━━━━━ Text shown

Regardless, the lingering possibility of Pandora regaining form adds yet another layer of intrigue to this story full of conspiracy and shifting loyalties and alliances since Romana does not know if she can even fully trust herself. Indeed, the greatest strength of ‘Lies’ is that it is able to give each character plenty of time for development as Braxiatel proves himself to be Romana’s most loyal Gallifreyan confidant following her controversial decision to open up the Academy, Narvin attempts to remain true to himself and his position while expressing obvious displeasure with Romana’s decisions, Leela and K9 do their best to understand this dangerous threat from Gallifrey’s past, and Andred tries to rediscover himself after his regeneration and time spent pretending to be someone else. Though Brenda Longman’s Pandora is sadly limited to making threats from the Matrix here and so is not able to truly showcase her potential, ‘Lies’ nonetheless confidently and competently introduces its major players and ideas and sets the scene well for events to follow.

With that said, however, Stephen Cole’s ‘Spirit’ diverges quite wildly from everything that has so far occurred in the Gallifrey series, still introducing mysterious dangers to Gallifrey but choosing to do so while focusing quite intimately on the unique relationship that has developed between Romana and Leela. With Leela dejected following the discovery of her husband’s lies and Romana tired of separating friend from foe while trying to justify her actions, the two travel to the protected presidential retreat of Davidia for a bit of relaxation. But when a mysterious time vessel arrives carrying only one passenger whose hands are crushed, tongue is ripped out, and mind is destroyed, the fates of Gallifrey and of these two companions are squarely called into question.

It’s not much of a stretch to suggest that Leela and Romana are two of the most distinct and disparate companions in Doctor Who’s long history, and the shared mental experiences of the two as they attempt to communicate with the broken man are fascinating, not only as they address more thoroughly what kept Leela on Gallifrey at the end of ‘The Invasion of Time’ but also as each gets to experience life through the other’s eyes. While it’s quite surprising to get an intimate character study at this point in the series, ‘Spirit’ is a remarkable two-hander that makes the most of its vivid setting and intriguing central mystery to offer greater depth and understanding for the range’s two leads- one human and one Time Lord- and to continue to layer both questions and answers going forward.

━━━━━━━━━━
━━━━━ Excerpted records

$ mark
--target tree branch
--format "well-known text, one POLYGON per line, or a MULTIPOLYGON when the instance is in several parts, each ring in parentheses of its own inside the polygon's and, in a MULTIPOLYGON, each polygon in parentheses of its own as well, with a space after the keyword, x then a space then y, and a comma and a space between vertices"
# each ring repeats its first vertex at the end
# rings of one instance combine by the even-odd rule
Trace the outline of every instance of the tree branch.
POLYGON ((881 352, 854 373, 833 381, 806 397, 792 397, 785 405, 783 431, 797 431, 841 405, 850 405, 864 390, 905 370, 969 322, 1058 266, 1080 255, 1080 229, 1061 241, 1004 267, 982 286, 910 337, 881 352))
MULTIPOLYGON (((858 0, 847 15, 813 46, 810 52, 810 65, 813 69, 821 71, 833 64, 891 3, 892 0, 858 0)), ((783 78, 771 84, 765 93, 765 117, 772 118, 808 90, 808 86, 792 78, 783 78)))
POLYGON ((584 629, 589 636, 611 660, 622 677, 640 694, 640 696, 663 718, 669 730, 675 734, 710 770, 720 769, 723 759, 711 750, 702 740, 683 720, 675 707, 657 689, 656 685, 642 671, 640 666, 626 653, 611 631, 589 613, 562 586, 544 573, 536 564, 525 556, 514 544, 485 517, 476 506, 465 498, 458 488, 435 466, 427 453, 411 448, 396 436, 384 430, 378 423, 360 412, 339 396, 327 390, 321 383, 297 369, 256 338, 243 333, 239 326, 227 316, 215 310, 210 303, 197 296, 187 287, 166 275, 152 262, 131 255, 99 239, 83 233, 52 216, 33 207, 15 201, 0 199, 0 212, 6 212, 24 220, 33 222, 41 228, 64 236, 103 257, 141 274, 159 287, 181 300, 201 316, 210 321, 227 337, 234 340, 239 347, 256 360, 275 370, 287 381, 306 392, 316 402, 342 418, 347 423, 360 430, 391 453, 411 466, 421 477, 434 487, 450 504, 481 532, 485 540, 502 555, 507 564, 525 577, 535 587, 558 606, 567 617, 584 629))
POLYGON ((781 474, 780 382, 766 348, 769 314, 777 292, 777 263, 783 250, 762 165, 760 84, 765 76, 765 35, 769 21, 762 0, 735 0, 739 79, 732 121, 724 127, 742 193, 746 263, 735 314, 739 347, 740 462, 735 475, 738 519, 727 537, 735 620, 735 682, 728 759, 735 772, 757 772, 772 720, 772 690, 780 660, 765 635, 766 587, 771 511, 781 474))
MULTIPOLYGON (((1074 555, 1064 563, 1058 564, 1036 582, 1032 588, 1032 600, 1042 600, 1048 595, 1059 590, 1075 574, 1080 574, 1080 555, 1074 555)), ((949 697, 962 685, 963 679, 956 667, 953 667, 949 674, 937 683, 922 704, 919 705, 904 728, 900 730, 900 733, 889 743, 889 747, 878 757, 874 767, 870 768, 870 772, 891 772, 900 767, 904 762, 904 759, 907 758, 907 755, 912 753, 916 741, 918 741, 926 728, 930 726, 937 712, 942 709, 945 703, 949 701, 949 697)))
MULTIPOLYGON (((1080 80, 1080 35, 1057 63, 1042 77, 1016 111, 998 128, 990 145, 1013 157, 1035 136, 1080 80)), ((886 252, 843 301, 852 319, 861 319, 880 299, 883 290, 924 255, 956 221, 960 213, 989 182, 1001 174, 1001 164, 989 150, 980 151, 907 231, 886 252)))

━━━━━━━━━━

Tasks to perform:
a: Answer these questions using the Gallifrey review:
(i) According to the review, from where is Pandora limited to making threats in 'Lies'?
(ii) Who wrote 'Spirit'?
(iii) To what place do Romana and Leela travel for relaxation in 'Spirit'?
b: Write the next part of the Gallifrey review, starting after its final sentence.

Results for the exercise:
a:
(i) The Matrix
(ii) Stephen Cole
(iii) The protected presidential retreat of Davidia

b:
Justin Richards’s ‘Pandora’ continues with the mystery of the missing TARDIS that should not exist and the unidentifiable Time Lord who cannot communicate within it as the past, present, and future, conspire to destroy Gallifrey. With new Castellan Wynter desparate to make a name for himself and Castellan Narvin and Inquisitor Prime Darkel eagerly waiting for Romana to make a mistake, the ancient Pandora again lays in wait while trying to find a foothold to assert itself once more.

Though the sheer brutality of how the so-called broken man came to be in that state is quite extreme, Richards uses K9 to great effect to offer fascinating glimpses into the puzzle of this being’s identity, a thread that offers a thoroughly entertaining break from the political discussions that otherwise pervade the story. That is not to suggest that the politics are boring, however, as Lynda Bellingham’s Darkel in particular dominates every scene she is in to assert herself as a much more tangible and overt threat to Romana and her entire presidency by placing important suggestions to easily-influenced people at the right time. While the questionable loyalty of Narvin, undoubted ambition of Wynter, uncertain motivations of Braxiatel, and the dramatic reuniting of Leela and Andred in which Louise Jameson can fully express her character’s anger and grief also provide suitable throughlines that progress the plot ably and emotionally on multiple fronts, ‘Pandora’ is very much the Inquisitor’s time to malevolently ascend, surpassing even the titular foe in the process.

While still focusing on the political machinations of Darkel, Steve Lyons’s ‘Insurgency’ again changes course by telling a tale of the erupting Time Lord isolationist policies and overt racism that has resulted from the newly open borders and policies. As Darkel and others like her insist that incorporating other cultures onto Gallifrey will weaken the Time Lord society and its power as a whole, Lyons taps into persistent tensions that underlie current events throughout the world and paints a brilliant picture of a dangerous and paranoid time on Gallifrey where even students of the Academy are used as pawns.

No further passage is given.